# Data for this task:
** BEGIN **
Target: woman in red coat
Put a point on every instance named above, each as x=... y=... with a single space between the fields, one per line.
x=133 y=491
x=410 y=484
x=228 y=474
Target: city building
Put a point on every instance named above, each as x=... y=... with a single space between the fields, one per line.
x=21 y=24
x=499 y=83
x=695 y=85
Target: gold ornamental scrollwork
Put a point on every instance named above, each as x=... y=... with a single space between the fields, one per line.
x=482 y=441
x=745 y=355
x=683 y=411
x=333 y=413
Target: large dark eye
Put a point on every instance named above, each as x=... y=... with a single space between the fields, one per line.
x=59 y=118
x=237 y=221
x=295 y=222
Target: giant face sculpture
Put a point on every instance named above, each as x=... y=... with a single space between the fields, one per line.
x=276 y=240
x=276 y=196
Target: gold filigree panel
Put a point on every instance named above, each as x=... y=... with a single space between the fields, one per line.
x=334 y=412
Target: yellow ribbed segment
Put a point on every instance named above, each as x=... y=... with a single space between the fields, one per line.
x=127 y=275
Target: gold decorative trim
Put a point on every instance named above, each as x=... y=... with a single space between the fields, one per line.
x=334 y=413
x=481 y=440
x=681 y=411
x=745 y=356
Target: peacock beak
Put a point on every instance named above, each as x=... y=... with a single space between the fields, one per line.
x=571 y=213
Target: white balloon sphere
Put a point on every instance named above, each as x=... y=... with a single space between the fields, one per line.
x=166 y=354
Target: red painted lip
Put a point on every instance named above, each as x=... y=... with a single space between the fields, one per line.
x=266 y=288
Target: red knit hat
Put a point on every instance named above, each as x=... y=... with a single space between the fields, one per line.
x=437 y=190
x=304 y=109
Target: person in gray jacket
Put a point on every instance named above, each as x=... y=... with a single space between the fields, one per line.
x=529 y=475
** END **
** BEGIN **
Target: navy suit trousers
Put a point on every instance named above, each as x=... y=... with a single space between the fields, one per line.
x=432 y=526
** END **
Rename "instance" to "occurrence" in the lines from the one with "Target: city building" up to and including the one with "x=745 y=356". Return only those lines, changing nothing else.

Target: city building
Put a point on every occurrence named above, each as x=... y=... with a single space between the fields, one per line.
x=21 y=24
x=499 y=83
x=695 y=85
Target: gold ornamental scrollwork
Put a point on every occurrence named above, each as x=... y=... with a single space between the fields, one per line.
x=482 y=441
x=745 y=355
x=683 y=411
x=333 y=413
Target: large dark eye
Put a point on every occurrence named above, each as x=... y=... with a single space between the fields, one per line.
x=59 y=118
x=237 y=221
x=295 y=222
Target: giant face sculpture
Put a point on every occurrence named above, each as x=... y=... with a single space between the fields, one per line.
x=276 y=240
x=276 y=196
Target: gold filigree panel
Put a point on every occurrence named above, each as x=... y=... with a single space between the fields, one per line.
x=334 y=412
Target: yellow ribbed segment
Put a point on every occurrence named above, each as x=... y=... with a single space between the fields, one per line.
x=127 y=275
Target: gold decorative trim
Put a point on every occurrence named above, each as x=... y=... with a single space between the fields, one per line.
x=334 y=413
x=481 y=440
x=681 y=411
x=745 y=356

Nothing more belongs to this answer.